Challenge
Copy the lines of data starting at the line that contains "Where can the closed" and ending at the line that contains "point(607, 373)", switching "owl eye" to "hawk eye" and leaving everything else unchanged.

:: Source records

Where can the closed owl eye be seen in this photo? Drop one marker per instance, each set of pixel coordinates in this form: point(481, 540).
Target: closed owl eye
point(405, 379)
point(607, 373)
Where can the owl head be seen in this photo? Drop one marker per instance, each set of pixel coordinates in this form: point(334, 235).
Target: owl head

::::
:: Source records

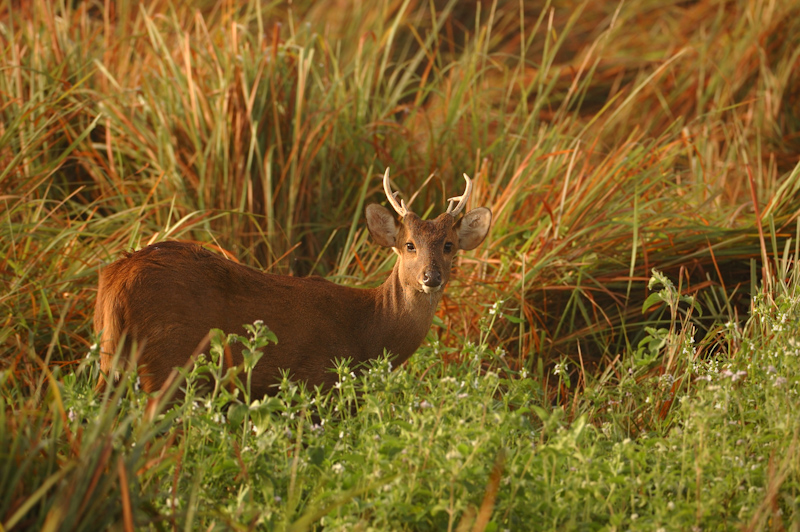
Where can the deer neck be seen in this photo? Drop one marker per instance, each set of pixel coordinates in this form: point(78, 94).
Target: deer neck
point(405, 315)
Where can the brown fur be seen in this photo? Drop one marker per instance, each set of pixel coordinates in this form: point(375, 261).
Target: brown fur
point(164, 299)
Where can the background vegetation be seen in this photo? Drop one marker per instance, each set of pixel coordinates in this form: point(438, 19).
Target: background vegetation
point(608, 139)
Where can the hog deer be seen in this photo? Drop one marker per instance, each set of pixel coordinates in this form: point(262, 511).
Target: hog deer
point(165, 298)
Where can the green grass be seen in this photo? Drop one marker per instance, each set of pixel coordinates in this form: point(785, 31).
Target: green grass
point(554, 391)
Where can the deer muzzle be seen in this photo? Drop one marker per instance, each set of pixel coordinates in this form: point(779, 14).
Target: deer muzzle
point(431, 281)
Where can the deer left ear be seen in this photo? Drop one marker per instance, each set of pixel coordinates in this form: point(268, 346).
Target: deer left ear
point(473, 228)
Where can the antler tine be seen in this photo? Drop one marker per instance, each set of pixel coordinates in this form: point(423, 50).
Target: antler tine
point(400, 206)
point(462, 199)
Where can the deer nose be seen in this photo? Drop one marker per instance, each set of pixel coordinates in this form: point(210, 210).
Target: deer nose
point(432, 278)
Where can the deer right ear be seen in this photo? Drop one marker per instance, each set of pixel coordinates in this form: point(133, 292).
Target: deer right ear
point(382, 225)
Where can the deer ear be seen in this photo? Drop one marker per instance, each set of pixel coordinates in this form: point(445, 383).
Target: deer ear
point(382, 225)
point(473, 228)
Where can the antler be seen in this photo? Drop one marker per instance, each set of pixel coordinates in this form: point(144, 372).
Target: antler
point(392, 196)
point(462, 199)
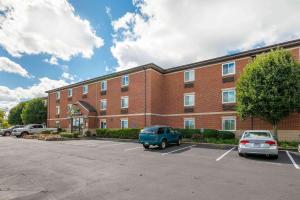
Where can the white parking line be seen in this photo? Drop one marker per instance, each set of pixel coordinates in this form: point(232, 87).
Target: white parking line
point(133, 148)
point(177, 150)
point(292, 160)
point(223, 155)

::::
:: Source records

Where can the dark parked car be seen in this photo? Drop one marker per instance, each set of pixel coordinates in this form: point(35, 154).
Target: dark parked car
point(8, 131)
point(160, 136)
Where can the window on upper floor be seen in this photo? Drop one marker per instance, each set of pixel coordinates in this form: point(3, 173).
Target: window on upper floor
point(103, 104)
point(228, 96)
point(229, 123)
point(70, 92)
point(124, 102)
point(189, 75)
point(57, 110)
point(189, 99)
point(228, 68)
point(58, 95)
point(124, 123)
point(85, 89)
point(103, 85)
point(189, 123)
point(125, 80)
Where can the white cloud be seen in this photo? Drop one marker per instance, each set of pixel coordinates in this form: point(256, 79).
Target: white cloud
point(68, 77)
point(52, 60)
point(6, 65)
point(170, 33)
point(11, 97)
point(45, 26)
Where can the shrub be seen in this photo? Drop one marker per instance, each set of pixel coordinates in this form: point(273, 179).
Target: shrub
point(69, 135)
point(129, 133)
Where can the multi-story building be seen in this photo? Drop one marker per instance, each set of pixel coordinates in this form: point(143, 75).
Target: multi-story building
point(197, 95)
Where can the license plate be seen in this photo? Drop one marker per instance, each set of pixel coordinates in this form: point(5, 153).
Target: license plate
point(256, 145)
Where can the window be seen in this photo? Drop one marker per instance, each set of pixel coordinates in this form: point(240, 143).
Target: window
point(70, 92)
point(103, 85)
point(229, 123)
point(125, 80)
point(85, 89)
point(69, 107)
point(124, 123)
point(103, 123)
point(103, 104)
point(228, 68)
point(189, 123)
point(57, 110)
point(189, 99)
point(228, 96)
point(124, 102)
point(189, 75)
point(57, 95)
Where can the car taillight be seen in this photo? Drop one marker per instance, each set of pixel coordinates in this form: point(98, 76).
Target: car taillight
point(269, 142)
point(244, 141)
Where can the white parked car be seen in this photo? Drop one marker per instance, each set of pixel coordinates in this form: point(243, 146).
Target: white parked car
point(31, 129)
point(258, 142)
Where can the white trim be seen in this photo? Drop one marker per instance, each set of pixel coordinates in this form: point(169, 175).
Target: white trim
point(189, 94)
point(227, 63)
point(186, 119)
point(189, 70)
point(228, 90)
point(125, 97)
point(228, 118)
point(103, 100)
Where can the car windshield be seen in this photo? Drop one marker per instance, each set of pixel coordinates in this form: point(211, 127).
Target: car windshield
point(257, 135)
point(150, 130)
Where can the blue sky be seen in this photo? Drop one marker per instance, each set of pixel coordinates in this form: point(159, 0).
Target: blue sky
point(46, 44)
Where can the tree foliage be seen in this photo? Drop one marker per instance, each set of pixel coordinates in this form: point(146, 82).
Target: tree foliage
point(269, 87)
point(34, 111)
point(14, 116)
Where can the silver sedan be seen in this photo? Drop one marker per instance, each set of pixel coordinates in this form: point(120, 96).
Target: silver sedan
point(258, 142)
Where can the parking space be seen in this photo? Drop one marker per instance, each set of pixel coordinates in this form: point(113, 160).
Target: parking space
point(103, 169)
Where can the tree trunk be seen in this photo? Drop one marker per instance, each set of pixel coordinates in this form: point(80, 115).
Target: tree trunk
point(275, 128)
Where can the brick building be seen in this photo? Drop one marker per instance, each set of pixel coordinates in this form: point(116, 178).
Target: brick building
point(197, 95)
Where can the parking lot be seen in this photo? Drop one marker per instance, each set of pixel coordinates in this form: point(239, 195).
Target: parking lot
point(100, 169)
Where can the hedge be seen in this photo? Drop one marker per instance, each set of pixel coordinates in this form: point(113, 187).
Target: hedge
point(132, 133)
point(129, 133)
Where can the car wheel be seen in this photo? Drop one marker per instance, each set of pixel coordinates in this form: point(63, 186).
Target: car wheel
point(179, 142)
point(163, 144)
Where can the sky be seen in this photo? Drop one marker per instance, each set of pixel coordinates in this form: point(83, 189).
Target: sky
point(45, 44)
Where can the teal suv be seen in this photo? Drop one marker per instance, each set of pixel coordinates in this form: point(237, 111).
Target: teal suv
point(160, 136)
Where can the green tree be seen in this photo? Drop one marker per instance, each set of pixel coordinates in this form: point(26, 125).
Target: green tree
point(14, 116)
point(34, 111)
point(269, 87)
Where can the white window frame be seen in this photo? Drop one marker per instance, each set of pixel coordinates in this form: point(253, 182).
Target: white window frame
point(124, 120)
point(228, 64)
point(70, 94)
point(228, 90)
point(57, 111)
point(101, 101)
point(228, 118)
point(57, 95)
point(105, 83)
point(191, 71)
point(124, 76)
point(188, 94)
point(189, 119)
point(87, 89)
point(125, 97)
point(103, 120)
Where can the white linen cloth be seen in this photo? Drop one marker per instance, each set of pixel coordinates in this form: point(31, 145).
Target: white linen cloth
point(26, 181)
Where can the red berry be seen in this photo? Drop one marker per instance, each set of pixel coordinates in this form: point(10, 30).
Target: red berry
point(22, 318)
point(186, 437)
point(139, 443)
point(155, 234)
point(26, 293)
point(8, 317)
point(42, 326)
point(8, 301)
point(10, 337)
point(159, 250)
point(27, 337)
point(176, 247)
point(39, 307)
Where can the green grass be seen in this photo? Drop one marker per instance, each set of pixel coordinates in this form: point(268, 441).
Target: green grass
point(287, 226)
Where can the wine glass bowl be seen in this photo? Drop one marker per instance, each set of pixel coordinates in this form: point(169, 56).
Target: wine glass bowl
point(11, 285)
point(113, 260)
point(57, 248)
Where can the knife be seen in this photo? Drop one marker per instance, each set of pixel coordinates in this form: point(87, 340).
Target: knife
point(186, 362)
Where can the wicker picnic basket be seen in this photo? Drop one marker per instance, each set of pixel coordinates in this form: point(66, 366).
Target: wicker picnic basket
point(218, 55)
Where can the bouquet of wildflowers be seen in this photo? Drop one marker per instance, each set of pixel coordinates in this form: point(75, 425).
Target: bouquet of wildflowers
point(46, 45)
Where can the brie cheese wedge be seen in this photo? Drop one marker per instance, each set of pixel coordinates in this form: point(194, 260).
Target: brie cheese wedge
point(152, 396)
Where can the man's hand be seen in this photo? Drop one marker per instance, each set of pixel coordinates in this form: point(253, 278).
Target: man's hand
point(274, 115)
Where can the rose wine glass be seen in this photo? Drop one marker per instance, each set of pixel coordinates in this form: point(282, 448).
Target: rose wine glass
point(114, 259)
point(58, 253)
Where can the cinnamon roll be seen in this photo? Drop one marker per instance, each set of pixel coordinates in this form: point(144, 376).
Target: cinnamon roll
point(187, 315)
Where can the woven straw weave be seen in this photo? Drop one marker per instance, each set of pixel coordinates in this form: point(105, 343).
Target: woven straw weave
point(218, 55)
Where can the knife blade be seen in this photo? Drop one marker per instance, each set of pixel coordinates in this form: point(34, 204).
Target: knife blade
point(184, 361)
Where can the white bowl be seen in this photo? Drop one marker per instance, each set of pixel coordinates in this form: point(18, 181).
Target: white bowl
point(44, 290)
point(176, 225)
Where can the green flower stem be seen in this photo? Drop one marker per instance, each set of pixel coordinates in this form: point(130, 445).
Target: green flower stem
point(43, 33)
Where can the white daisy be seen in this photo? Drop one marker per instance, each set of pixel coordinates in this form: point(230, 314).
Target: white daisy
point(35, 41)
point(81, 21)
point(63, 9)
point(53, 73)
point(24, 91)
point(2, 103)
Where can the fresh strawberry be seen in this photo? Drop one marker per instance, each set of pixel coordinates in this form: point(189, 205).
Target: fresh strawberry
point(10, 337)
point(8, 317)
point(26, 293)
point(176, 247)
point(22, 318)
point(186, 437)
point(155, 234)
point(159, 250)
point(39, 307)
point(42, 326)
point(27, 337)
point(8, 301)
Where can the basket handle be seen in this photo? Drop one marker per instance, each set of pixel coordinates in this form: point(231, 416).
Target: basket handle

::::

Task answer
Where can the closed hawk eye be seen in this photo? Drop one marker per instance, each set of pixel coordinates in this form: point(481, 540).
Target: closed hawk eye
point(405, 379)
point(607, 373)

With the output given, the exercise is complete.